*What is required*.
Leave out every picture and restate word for word the lines from the one with "One point belongs on each instance of the hand" to the final line.

────────────────────────────────────────

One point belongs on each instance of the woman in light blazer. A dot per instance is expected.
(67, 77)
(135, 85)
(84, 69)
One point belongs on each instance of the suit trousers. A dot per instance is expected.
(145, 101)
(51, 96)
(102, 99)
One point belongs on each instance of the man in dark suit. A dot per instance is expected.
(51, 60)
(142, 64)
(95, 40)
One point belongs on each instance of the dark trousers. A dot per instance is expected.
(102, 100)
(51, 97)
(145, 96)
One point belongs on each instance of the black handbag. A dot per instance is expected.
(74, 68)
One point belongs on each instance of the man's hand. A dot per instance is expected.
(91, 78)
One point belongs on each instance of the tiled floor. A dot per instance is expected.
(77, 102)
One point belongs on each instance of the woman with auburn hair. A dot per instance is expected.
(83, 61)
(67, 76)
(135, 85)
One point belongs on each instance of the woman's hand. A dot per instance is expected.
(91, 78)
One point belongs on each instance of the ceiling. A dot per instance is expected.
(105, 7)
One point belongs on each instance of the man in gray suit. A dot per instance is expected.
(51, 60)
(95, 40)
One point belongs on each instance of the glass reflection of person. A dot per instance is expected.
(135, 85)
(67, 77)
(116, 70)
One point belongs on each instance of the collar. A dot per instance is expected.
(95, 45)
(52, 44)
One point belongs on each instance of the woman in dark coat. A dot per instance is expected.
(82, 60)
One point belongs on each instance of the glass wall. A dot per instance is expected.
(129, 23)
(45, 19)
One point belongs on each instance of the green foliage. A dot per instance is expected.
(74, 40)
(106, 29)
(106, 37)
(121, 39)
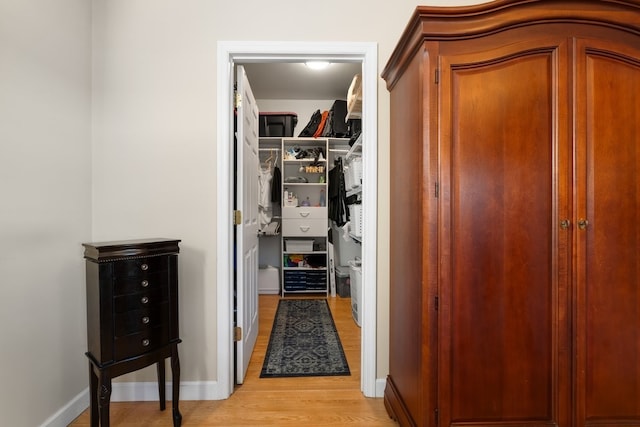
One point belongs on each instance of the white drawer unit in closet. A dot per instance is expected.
(304, 212)
(305, 221)
(304, 227)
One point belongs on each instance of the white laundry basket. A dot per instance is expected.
(355, 277)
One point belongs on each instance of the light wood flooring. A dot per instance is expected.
(309, 402)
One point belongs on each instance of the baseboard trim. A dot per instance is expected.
(130, 392)
(380, 385)
(148, 391)
(70, 411)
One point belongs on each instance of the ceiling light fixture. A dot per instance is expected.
(317, 65)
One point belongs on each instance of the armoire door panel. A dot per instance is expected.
(608, 316)
(499, 354)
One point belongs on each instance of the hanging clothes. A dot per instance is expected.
(337, 195)
(276, 186)
(265, 212)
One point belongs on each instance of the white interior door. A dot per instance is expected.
(247, 165)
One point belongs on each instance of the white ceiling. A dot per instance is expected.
(297, 81)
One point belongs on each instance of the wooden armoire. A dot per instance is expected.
(515, 215)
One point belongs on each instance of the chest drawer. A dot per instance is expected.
(141, 342)
(135, 321)
(304, 212)
(147, 282)
(141, 300)
(304, 227)
(140, 268)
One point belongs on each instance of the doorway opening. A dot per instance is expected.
(229, 54)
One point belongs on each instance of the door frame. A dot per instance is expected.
(229, 53)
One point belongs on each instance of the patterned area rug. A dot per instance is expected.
(304, 342)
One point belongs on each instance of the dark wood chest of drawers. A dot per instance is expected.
(132, 316)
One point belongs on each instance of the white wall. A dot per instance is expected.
(45, 190)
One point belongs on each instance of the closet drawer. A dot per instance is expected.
(304, 227)
(304, 212)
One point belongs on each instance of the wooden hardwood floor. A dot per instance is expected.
(311, 402)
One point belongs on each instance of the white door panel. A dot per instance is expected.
(247, 167)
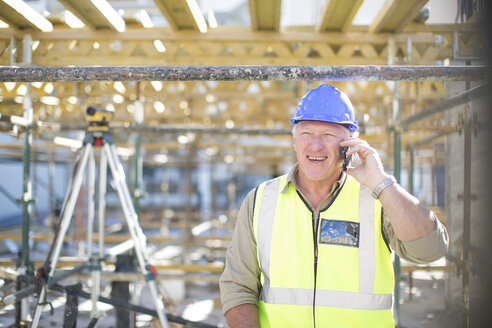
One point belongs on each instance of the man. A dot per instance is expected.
(310, 248)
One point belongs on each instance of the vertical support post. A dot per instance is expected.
(411, 187)
(22, 307)
(120, 289)
(467, 123)
(397, 168)
(138, 117)
(71, 306)
(13, 51)
(187, 236)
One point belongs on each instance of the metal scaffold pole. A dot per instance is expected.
(22, 307)
(243, 73)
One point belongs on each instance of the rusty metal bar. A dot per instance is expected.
(460, 99)
(48, 126)
(237, 73)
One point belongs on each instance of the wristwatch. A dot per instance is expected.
(387, 182)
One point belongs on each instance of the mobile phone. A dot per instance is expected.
(345, 159)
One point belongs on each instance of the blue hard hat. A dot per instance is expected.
(327, 104)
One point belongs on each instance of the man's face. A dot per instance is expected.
(317, 146)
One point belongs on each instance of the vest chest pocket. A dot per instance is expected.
(338, 232)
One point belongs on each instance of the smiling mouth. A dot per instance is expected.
(316, 158)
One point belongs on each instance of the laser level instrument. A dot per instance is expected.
(97, 136)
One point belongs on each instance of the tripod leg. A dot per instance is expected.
(94, 264)
(136, 232)
(66, 217)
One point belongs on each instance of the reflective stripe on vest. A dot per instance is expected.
(364, 299)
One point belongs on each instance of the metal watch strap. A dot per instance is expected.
(387, 182)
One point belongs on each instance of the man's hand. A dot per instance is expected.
(410, 220)
(370, 172)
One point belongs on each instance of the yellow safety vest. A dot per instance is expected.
(338, 274)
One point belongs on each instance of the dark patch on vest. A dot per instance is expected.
(337, 232)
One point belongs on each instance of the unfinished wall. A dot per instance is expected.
(480, 187)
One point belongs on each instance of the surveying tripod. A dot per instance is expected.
(98, 136)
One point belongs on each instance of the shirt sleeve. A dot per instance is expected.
(240, 281)
(426, 249)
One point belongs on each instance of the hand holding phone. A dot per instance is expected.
(345, 159)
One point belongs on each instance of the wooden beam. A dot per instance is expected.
(19, 17)
(178, 14)
(224, 35)
(93, 17)
(265, 14)
(395, 15)
(337, 15)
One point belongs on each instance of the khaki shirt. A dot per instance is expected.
(240, 281)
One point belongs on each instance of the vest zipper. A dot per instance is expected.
(315, 234)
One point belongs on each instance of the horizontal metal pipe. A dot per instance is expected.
(460, 99)
(169, 129)
(138, 308)
(11, 298)
(248, 73)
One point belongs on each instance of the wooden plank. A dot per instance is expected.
(395, 15)
(177, 14)
(88, 13)
(337, 15)
(18, 19)
(265, 14)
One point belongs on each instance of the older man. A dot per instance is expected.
(312, 248)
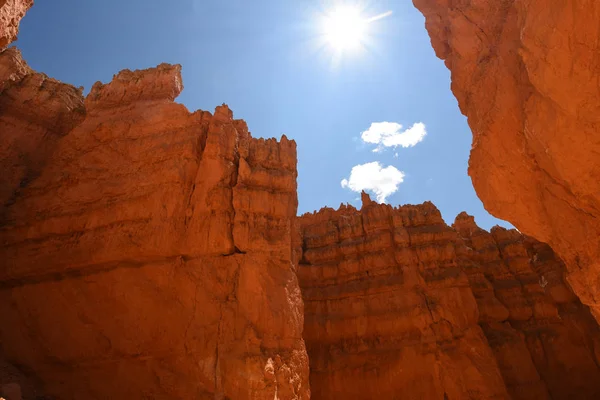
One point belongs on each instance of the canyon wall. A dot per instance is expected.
(151, 256)
(11, 12)
(397, 303)
(526, 74)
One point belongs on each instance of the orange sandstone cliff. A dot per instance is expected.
(11, 12)
(400, 305)
(151, 256)
(526, 74)
(150, 252)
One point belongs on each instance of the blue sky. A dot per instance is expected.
(266, 59)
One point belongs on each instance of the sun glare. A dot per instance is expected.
(345, 28)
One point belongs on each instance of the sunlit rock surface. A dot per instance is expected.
(397, 303)
(526, 73)
(151, 257)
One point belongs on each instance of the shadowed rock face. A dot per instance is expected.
(150, 252)
(35, 112)
(151, 257)
(397, 302)
(525, 73)
(11, 12)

────────────────────────────────────────

*Written solution*.
One point belongs on each instance of the hand holding phone. A dot per instance is expected.
(345, 159)
One point belongs on each instance of the wooden beam. A dot per instance is expected.
(19, 17)
(178, 14)
(224, 35)
(93, 17)
(265, 14)
(395, 15)
(337, 15)
One point belongs on each instance of the khaki shirt. A dot per instance is expected.
(240, 281)
One point belongs on each instance of the vest zipper. A dot per instance is expected.
(315, 234)
One point belongs on each instance of the horizontal metal pipe. A dot per instance is expected.
(460, 99)
(169, 129)
(138, 308)
(11, 298)
(248, 73)
One point belongs on each instance of the wooden plank. A dot per instance is expected.
(395, 15)
(177, 14)
(88, 13)
(337, 15)
(18, 19)
(265, 14)
One point belongs on each instance of the older man. A dot per instance is expected.
(312, 248)
One point belongs on each instance of the canyon wall. A dot per instance is expected.
(151, 256)
(11, 12)
(397, 303)
(526, 74)
One point belongs on each instance of the orange sandstone cliff. A dot per instance is expected.
(11, 12)
(400, 305)
(151, 256)
(526, 74)
(150, 252)
One point belongs on each instance of the blue sky. A dot per instance is expected.
(266, 59)
One point belongs on each instance of the sun glare. A dot per instance is expected.
(345, 28)
One point belongs on each instance of the sunlit rock surface. A dot per instance is expected.
(397, 303)
(526, 73)
(151, 257)
One point belongs on each instance of the shadowed rock face. A dot per instance is expected.
(150, 252)
(35, 112)
(151, 257)
(397, 302)
(525, 73)
(11, 12)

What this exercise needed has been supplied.